(begin)

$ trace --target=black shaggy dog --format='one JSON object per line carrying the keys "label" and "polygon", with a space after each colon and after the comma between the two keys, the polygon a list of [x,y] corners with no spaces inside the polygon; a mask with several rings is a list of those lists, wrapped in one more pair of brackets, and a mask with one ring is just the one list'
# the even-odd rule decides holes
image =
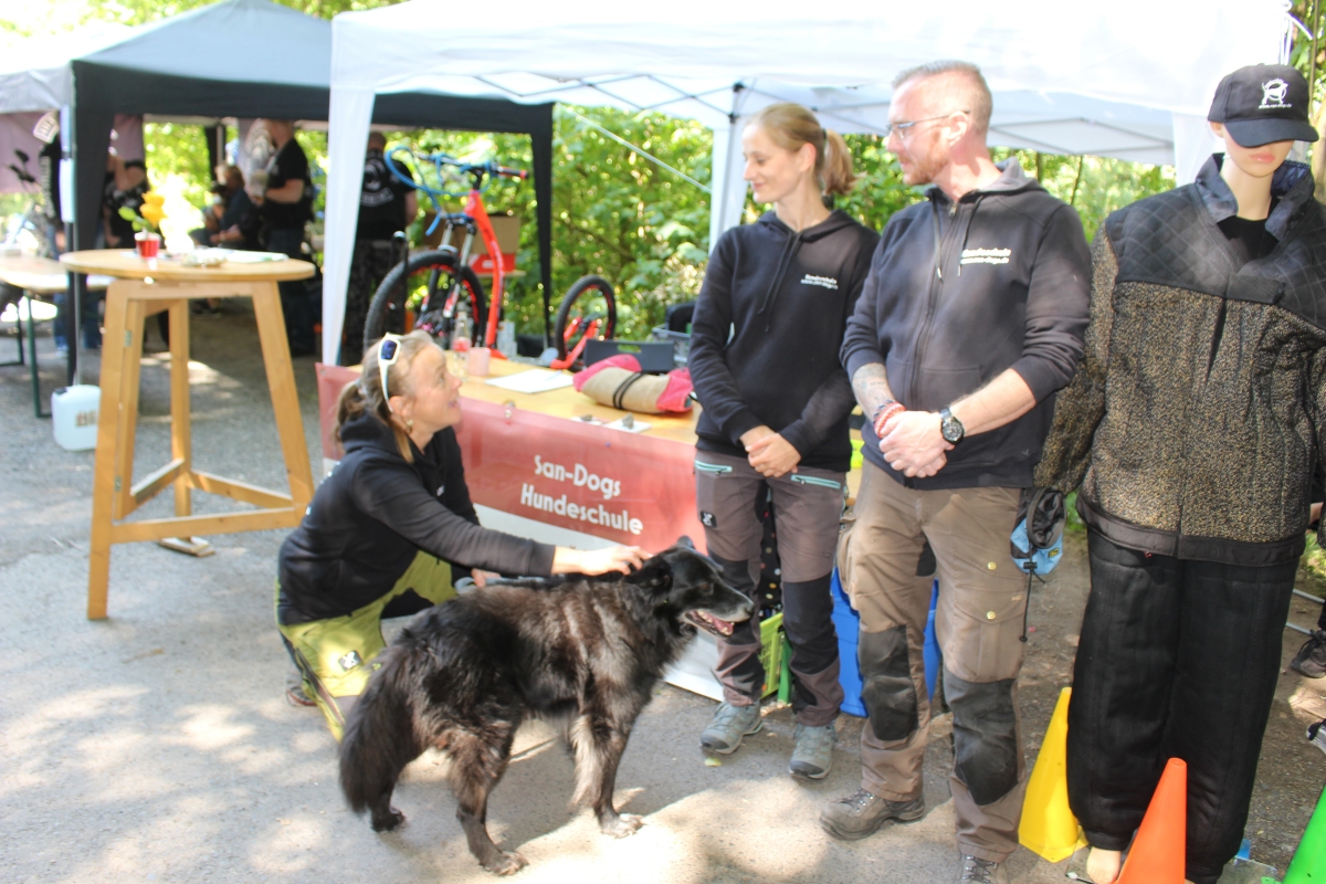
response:
{"label": "black shaggy dog", "polygon": [[696,627],[731,634],[751,612],[688,543],[630,575],[512,580],[430,608],[378,657],[350,710],[341,789],[355,812],[373,811],[375,831],[395,828],[400,771],[426,749],[446,750],[469,851],[509,875],[525,859],[488,836],[488,794],[520,722],[557,718],[575,758],[572,803],[587,799],[605,834],[631,835],[640,818],[617,812],[613,789],[636,716]]}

(end)

EXERCISE DIRECTIONS → Extract every line above that contains the string "shaggy", treating uppercase and lowercase letters as different.

REPLY TO THE EXERCISE →
$ trace --target=black shaggy dog --format='one JSON object per line carrying the keys "label" and "polygon", with a space after each colon and after the comma between the two keys, the polygon a list of [x,y] corners with no spaces inside the polygon; a mask with several rings is a list of those lists, wrapped in one more pair of brackets, and a mask with one ring is just the one list'
{"label": "black shaggy dog", "polygon": [[696,627],[731,634],[751,612],[688,543],[630,575],[512,580],[430,608],[378,657],[350,710],[341,789],[355,812],[373,811],[375,831],[395,828],[400,771],[426,749],[446,750],[469,851],[509,875],[525,859],[488,836],[488,794],[520,722],[557,718],[575,758],[572,803],[587,799],[605,834],[631,835],[640,818],[617,812],[613,789],[636,716]]}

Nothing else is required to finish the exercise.